> [SELECTION]
Effective spin- \( \frac{1}{2} \) scalar chiral order on kagome lattices in Nd \( _{3} \) Sb \( _{3} \) Mg \( _{2} \) O \( _{14} \)

A. Scheie, \( ^{1} \) M. Sanders, \( ^{2} \) J. Krizan, \( ^{2} \) Y. Qiu, \( ^{3} \) R. J. Cava, \( ^{2} \) and C. Broholm \( ^{1,3,4} \)

\( ^{1} \) Institute for Quantum Matter and Department of Physics and Astronomy, Johns Hopkins University, Baltimore, Maryland 21218, USA

\( ^{2} \) Department of Chemistry, Princeton University, Princeton, New Jersey 08544, USA

\( ^{3} \) NIST Center for Neutron Research, National Institute of Standards and Technology, Gaithersburg, Maryland 20899, USA

\( ^{4} \) Department of Materials Science and Engineering, Johns Hopkins University, Baltimore, Maryland 21218, USA

(Received 13 April 2016; published 20 May 2016)

We introduce \( Nd_{3}Sb_{3}Mg_{2}O_{14} \) with ideal kagome lattices of neodymium ions in ABC stacking. Thermodynamic measurements show a Curie-Weiss temperature of \( \Theta_{CW} = -0.12 \) K, a \( Nd^{3+} \) spin- \( \frac{1}{2} \) Kramers doublet ground state, and a second-order phase transition at \( T_{N} = 0.56(2) \) K. Neutron scattering reveals noncoplanar scalar chiral k = 0 magnetic order with a correlation length exceeding \( 400 \AA = 55a \) and an ordered moment of \( 1.79(5)\mu_{B} \) . This order includes a canted ferromagnetic component perpendicular to the kagome planes favored by Dzyaloshinskii-Moriya interactions.

DOI: 10.1103/PhysRevB.93.180407

Composed of corner-sharing triangles that frustrate conventional magnetic order, the kagome lattice supports exotic forms of magnetism. The Ising kagome model is paramagnetic \( [1] \) , the quantum spin- \( \frac{1}{2} \) model forms a quantum spin liquid \( [2–6] \) , while fluctuation induced order is expected for the classical Heisenberg model \( [7,8] \) . While there may not be an “ideal” experimental realization of any of these particular models, each kagome related magnet presents opportunities to explore the effects of distinct interactions on an underlying massively degenerate manifold \( [9–16] \) . Here we report the discovery of an effective spin- \( \frac{1}{2} \) kagome magnet \( Nd_{3}Sb_{3}Mg_{2}O_{14} \) , with scalar chiral spin order that supports topologically protected quantum transport \( [17] \) .

> [YOUR TASKS]
1. Duplicate the stretch of the kagome excerpt from "Composed of corner-sharing" through "transport \( [17] \) .".
2. For each statement, answer yes or no on whether the kagome excerpt agrees, and quote the deciding words: (a) The kagome lattices of neodymium ions are in ABC stacking. (b) The Ising kagome model forms a quantum spin liquid. (c) The phase transition at the Néel temperature is first-order.

> [SUPPLIED DATA]
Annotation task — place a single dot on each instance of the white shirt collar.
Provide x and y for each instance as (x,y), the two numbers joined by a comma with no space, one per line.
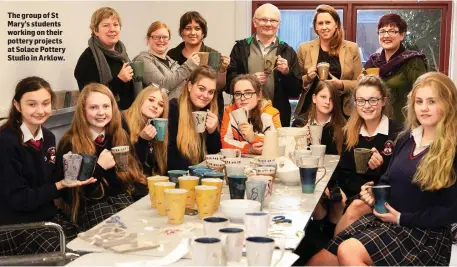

> [THE SOLUTIONS]
1.
Composed of corner-sharing triangles that frustrate conventional magnetic order, the kagome lattice supports exotic forms of magnetism. The Ising kagome model is paramagnetic \( [1] \) , the quantum spin- \( \frac{1}{2} \) model forms a quantum spin liquid \( [2–6] \) , while fluctuation induced order is expected for the classical Heisenberg model \( [7,8] \) . While there may not be an “ideal” experimental realization of any of these particular models, each kagome related magnet presents opportunities to explore the effects of distinct interactions on an underlying massively degenerate manifold \( [9–16] \) . Here we report the discovery of an effective spin- \( \frac{1}{2} \) kagome magnet \( Nd_{3}Sb_{3}Mg_{2}O_{14} \) , with scalar chiral spin order that supports topologically protected quantum transport \( [17] \) .

2.
(a) Yes: "ideal kagome lattices of neodymium ions in ABC stacking"
(b) No: "The Ising kagome model is paramagnetic"
(c) No: "a second-order phase transition"